- Exercise details:
The required result is the exact run of lines beginning at the one containing "Return one point per instance of the man in" and ending at the last line of the entries.

** begin Data listing **

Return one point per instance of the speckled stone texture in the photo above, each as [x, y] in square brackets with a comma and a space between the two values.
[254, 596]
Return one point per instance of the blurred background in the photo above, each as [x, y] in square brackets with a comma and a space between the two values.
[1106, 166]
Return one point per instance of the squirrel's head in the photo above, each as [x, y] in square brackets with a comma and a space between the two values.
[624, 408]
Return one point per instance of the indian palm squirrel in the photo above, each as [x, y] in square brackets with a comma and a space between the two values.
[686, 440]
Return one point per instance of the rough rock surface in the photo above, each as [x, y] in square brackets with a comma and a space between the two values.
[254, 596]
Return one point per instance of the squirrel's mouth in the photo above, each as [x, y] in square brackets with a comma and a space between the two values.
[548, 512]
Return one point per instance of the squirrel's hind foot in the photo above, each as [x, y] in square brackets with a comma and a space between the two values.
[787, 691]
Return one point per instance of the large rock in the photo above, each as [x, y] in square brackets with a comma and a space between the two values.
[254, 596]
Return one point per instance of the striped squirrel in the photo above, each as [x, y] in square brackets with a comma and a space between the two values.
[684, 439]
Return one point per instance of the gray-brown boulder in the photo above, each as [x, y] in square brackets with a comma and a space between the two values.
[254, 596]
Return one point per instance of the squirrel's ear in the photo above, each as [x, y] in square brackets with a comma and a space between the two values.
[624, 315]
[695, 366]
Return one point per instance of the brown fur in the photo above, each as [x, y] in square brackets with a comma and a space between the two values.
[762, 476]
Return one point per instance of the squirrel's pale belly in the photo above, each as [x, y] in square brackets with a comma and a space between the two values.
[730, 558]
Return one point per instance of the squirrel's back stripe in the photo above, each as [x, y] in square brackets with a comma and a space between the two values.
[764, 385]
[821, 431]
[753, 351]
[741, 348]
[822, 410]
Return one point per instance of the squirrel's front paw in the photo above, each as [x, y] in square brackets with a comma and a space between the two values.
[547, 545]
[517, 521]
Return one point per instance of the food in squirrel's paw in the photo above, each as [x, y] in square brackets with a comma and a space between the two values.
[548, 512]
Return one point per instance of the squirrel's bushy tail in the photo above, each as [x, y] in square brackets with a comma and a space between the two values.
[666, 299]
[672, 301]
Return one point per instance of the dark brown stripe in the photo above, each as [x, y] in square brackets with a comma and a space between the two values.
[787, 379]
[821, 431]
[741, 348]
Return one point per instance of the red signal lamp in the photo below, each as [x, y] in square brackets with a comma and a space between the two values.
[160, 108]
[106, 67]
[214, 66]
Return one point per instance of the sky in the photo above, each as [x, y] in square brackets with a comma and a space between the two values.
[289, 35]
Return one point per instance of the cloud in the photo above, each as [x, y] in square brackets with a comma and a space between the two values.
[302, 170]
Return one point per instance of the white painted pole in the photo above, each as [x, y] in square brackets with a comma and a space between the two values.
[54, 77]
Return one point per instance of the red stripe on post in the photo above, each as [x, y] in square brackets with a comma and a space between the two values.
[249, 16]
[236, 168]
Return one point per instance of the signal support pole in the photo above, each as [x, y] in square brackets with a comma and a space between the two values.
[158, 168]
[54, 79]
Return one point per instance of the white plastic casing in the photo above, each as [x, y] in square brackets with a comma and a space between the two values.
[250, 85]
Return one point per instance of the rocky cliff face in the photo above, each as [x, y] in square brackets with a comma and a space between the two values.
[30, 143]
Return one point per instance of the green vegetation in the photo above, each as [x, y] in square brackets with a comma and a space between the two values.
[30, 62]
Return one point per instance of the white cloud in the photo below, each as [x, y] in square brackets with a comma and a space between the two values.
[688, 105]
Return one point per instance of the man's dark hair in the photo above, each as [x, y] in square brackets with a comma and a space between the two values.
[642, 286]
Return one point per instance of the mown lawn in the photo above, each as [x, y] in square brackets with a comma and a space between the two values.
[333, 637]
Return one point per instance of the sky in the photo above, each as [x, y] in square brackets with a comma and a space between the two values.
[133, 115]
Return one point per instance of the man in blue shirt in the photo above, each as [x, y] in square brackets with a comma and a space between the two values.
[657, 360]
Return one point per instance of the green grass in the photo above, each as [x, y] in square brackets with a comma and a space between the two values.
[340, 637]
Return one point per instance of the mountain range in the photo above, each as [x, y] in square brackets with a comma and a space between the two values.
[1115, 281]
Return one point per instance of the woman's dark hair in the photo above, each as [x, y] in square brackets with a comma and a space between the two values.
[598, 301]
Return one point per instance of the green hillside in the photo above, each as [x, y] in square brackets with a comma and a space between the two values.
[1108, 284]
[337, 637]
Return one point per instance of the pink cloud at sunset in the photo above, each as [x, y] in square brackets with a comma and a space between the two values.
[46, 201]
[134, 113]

** end Data listing **

- Response for this exercise:
Return one point per instance of the man in blue shirt in the photo above, each as [x, y] in square brackets with a comma and a space between the two values.
[657, 360]
Return one point per instance of the green grass in the photo above, each as [x, y] in square brackets with a comma and a space between the two values.
[340, 637]
Return one point per instance of the mountain range in the photo above, each as [x, y] in square brackets with a comma and a space between the two values.
[1115, 281]
Return one point per instance of the woman's dark hair in the photo above, each as [x, y] in square brackets with a comma and a space between the two values.
[598, 301]
Return one point per instance of the green hillside in the photo above, each as [x, y] in square brackets with a comma and a space between the two values.
[1108, 284]
[337, 637]
Return one point per instance of the pink cloud at sunset in the photo above, each as [x, y] in square brackets with a comma and a space between the two values.
[46, 201]
[134, 113]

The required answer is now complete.